BEGIN

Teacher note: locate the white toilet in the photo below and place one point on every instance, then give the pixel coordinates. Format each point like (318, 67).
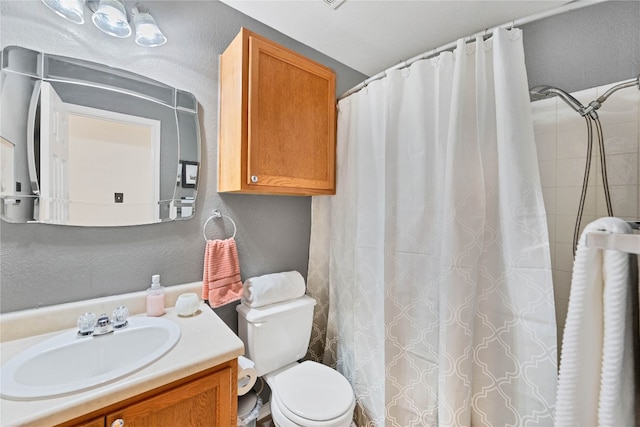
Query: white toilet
(306, 394)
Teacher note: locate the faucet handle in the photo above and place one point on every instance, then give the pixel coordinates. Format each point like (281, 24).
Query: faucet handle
(86, 324)
(119, 317)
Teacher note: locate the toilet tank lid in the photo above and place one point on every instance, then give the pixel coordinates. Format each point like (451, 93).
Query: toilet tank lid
(260, 314)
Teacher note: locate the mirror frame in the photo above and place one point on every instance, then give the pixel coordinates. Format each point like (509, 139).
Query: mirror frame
(19, 204)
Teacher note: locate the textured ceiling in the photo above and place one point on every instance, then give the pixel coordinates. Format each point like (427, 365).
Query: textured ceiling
(372, 35)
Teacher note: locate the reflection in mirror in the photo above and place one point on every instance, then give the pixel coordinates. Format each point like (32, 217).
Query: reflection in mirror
(85, 144)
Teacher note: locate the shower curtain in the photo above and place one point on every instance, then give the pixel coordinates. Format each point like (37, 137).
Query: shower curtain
(431, 263)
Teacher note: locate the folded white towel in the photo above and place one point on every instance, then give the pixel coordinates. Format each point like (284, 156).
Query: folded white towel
(595, 384)
(272, 288)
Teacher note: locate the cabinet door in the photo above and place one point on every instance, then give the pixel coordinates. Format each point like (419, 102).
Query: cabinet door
(204, 402)
(291, 115)
(98, 422)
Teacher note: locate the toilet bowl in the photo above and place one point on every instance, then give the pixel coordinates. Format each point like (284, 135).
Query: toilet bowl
(309, 394)
(306, 394)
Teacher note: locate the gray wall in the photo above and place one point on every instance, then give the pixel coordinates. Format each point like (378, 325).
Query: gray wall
(44, 264)
(584, 48)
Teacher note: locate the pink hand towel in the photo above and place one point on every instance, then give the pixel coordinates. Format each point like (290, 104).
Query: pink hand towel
(221, 283)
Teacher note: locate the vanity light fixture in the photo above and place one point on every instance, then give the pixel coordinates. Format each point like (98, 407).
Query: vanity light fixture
(148, 33)
(110, 16)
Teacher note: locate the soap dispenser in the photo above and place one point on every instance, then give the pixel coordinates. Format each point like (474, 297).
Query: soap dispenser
(155, 297)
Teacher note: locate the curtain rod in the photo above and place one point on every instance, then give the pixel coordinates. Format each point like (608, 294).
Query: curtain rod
(572, 5)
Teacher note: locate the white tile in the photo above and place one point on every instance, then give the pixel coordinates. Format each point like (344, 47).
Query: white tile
(551, 228)
(570, 172)
(547, 173)
(624, 200)
(568, 119)
(621, 138)
(568, 198)
(564, 257)
(561, 285)
(546, 146)
(586, 220)
(622, 169)
(544, 116)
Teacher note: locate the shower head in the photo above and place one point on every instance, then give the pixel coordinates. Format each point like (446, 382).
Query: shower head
(541, 92)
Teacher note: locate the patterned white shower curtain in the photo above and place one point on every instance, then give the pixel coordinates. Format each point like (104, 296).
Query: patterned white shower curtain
(431, 263)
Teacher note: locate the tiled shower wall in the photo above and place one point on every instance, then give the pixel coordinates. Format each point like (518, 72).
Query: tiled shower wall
(561, 140)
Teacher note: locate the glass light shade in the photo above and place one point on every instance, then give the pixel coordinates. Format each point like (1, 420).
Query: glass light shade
(72, 10)
(111, 18)
(148, 34)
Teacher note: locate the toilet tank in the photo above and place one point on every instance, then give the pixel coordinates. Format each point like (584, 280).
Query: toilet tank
(276, 335)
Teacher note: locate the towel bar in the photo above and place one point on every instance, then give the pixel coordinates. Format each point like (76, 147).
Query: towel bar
(217, 214)
(620, 242)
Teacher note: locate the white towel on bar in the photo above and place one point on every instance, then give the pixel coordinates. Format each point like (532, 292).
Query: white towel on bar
(595, 381)
(272, 288)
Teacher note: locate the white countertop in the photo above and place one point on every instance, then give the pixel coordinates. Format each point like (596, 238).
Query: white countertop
(205, 342)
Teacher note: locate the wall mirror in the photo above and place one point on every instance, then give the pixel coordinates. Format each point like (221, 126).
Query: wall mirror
(85, 144)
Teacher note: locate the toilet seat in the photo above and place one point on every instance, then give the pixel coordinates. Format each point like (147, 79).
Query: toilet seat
(312, 395)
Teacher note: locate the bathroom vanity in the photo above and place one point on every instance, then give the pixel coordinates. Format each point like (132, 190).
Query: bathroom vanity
(195, 383)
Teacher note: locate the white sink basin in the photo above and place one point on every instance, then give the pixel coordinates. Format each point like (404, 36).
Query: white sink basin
(67, 363)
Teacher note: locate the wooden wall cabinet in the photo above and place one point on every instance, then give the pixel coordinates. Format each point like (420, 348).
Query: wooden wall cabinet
(202, 400)
(277, 125)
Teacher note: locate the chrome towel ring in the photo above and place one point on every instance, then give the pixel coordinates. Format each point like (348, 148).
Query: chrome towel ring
(217, 214)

END

◆ **What is required**:
Nothing but the pictures should be left out when the records are retyped exactly.

◆ **Written solution**:
Teacher note: locate the white toilet in the photo below and place one point on every instance, then give the pixel coordinates. Format each point like (318, 67).
Query: white toilet
(306, 394)
Teacher note: locate the faucet handle in the photo above and place one point on every instance, then give the pixel coordinates. Format each point like (281, 24).
Query: faucet handle
(86, 324)
(119, 317)
Teacher note: locate the toilet tank lid in the photo above and place one point on every instance, then give the pixel coordinates. Format each point like (451, 93).
Query: toilet tank lid
(260, 314)
Teacher note: locate the mirror frame in the photo above and place one point on every instance, then give the pixel coordinates. Format each point like (509, 139).
Query: mirror frame
(19, 204)
Teacher note: locate the textured ceiling in the photo above and place one point on every instance, then give the pixel coordinates. Format each point like (427, 365).
Query: textured ceiling
(372, 35)
Teacher note: locate the reflection in mirror in the photo above and place one point on every instance, then give the pixel coordinates. Format each point like (32, 217).
Query: reflection in mirror
(85, 144)
Teacher note: locate the shower curtain in the photo above and place one point on every instance, then give the pixel coordinates. Format each point like (37, 137).
Query: shower curtain
(431, 263)
Teacher note: locate the folded white towel in the photo above and place one point on every instance, then give the pixel coordinates. Format each point like (284, 156).
Query: folded white towel
(595, 384)
(272, 288)
Teacher note: locate the cabinet door in the photo above and place one point on every instance, then give the pixel coordinates. Format each point like (419, 102).
Query: cabinet door
(204, 402)
(291, 115)
(98, 422)
Teacher note: locate the toilet bowl in the photo above and place one point on every instance, then give the pixel coordinates. Format each point like (284, 135).
Query: toilet bowl
(309, 394)
(306, 394)
Teacher note: locate the gray wall in the photo above and place one point on every instance, then give the pixel coordinates. Format each point like (378, 325).
Query: gray wall
(44, 264)
(584, 48)
Teacher note: locate the pink hand towel in the photo above and place one point on every instance, then give the pixel coordinates. Format each point like (290, 104).
Query: pink hand towel
(221, 283)
Teacher note: locate the vanity light fixture in the photo above and place one point on every instance, then give the pixel coordinates. Format each point like (98, 407).
Query: vanity light fixture
(148, 33)
(110, 16)
Teacher note: locate the soap dispenser in the photo above and place one point on every instance, then give the pixel coordinates. Format each point like (474, 297).
Query: soap dispenser
(155, 297)
Teacher note: locate the curtain rod in the photo above and place one point on every instance, then give the pixel coordinates. Format each point like (608, 294).
Query: curtain rod
(572, 5)
Teacher note: locate the white tile in the photo above and place one point on every instance, then give the pixel coordinates. Format each point like (344, 47).
Query: white tile
(551, 228)
(570, 172)
(547, 173)
(624, 200)
(568, 119)
(621, 138)
(568, 198)
(564, 257)
(561, 285)
(546, 146)
(586, 220)
(622, 169)
(544, 116)
Teacher note: locate the shower head in the photo above and place one point on every instance, then give the pixel coordinates. Format each point like (446, 382).
Query: shower head
(541, 92)
Teacher note: locate the patterned white shower curtain in the photo above and place one point on every instance, then give the pixel coordinates. Format each point like (104, 296).
Query: patterned white shower curtain
(431, 263)
Teacher note: locate the tiled shower wall in the photo above and place one point on every instance, then give the pixel coordinates. Format each point like (518, 72).
Query: tiled shower wall
(561, 140)
Teacher note: locate the glass light shade in the photo above and place one point on every instance, then give the pixel coordinates. Format each point like (1, 420).
Query: glass light shade
(72, 10)
(111, 18)
(148, 34)
Teacher note: locate the toilet tank in the photo above and place one point on every instance, then give the pixel coordinates. Format each point like (584, 280).
Query: toilet tank
(276, 335)
Teacher note: locate the towel bar in the photo above and place one point on every instance, then give the pixel coordinates. Format each point like (76, 147).
Query: towel bar
(217, 214)
(620, 242)
Teacher note: locate the white towel on bar in the photo above and place one point on every instance, then give the pixel coordinates. Format each point like (532, 292).
Query: white towel on bar
(595, 381)
(272, 288)
Teacher note: locate the white countertop in the photo above and place one point on every instance, then give the pixel coordinates. Format each point like (596, 238).
Query: white countertop
(205, 342)
Teacher note: locate the wall mirror in the photo above and place one point on every instance, then give the pixel coordinates. Format each point like (221, 126).
Query: wall mirror
(85, 144)
Teacher note: locate the toilet seat in the photo above and place one point on every instance, then give the pixel coordinates. Format each point like (147, 79).
Query: toilet seat
(312, 395)
Teacher note: locate the bathroom vanity in the photo above and place one point on every instance, then give the pixel coordinates. Format each point like (132, 190).
Query: bathroom vanity
(195, 383)
Teacher note: locate the white sink basin in the photo above and place one point on every instance, then give the pixel coordinates. Format each point like (404, 36).
Query: white sink basin
(67, 363)
Teacher note: locate the wooden wall cabinet in the photo above and place one point on every instance, then give the pixel coordinates. Format each point like (420, 348).
Query: wooden wall cabinet
(202, 400)
(277, 125)
Teacher note: locate the chrome towel ring in the photo above and place one point on every instance, then give the pixel coordinates. Format each point like (348, 148).
Query: chrome towel ring
(217, 214)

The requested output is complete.